_Set exercise_.
Please repeat the data below word for word, leaving out the pictures.

_Data for this exercise_.
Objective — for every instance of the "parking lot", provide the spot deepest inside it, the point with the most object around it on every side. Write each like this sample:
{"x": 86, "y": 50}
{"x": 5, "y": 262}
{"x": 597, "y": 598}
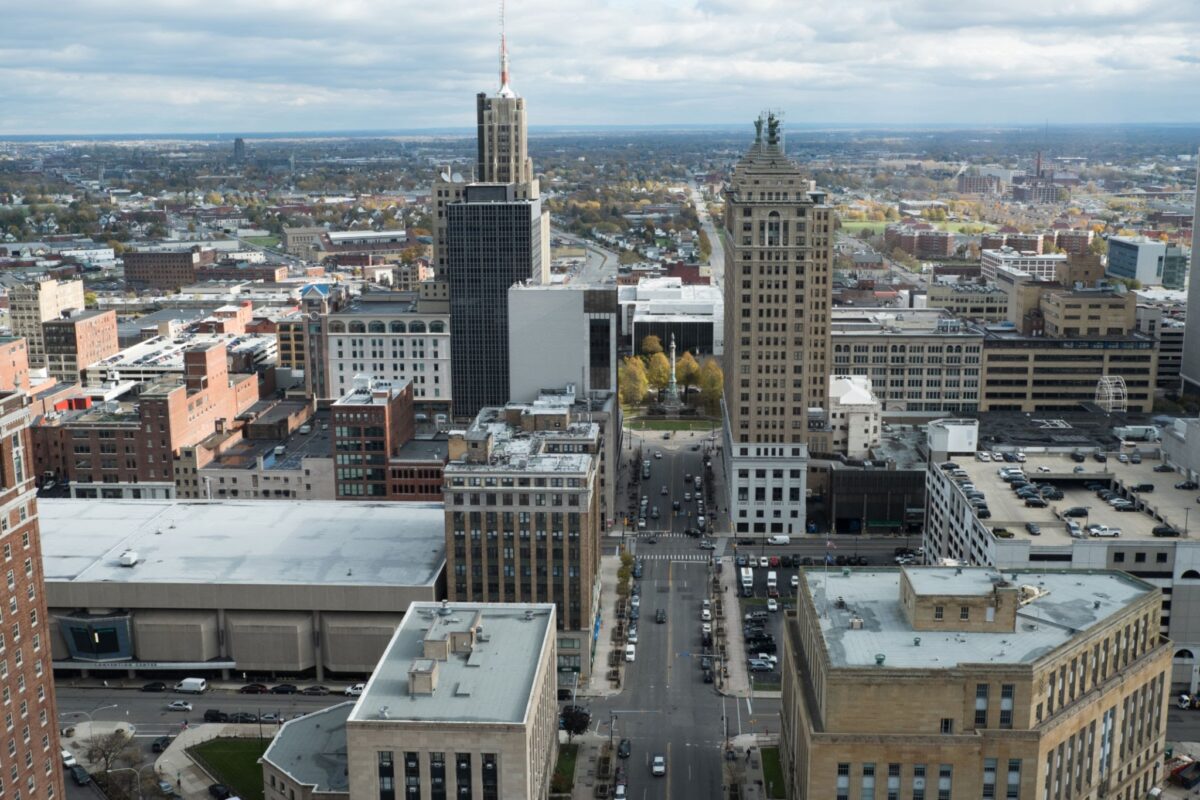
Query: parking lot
{"x": 1152, "y": 507}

_Solved exercise_.
Objective — for every instance of the "parking lot", provide the spot deepest inside it, the point with the most object around it on every side. Write each like this sample:
{"x": 86, "y": 50}
{"x": 5, "y": 262}
{"x": 597, "y": 598}
Query: parking lot
{"x": 1152, "y": 507}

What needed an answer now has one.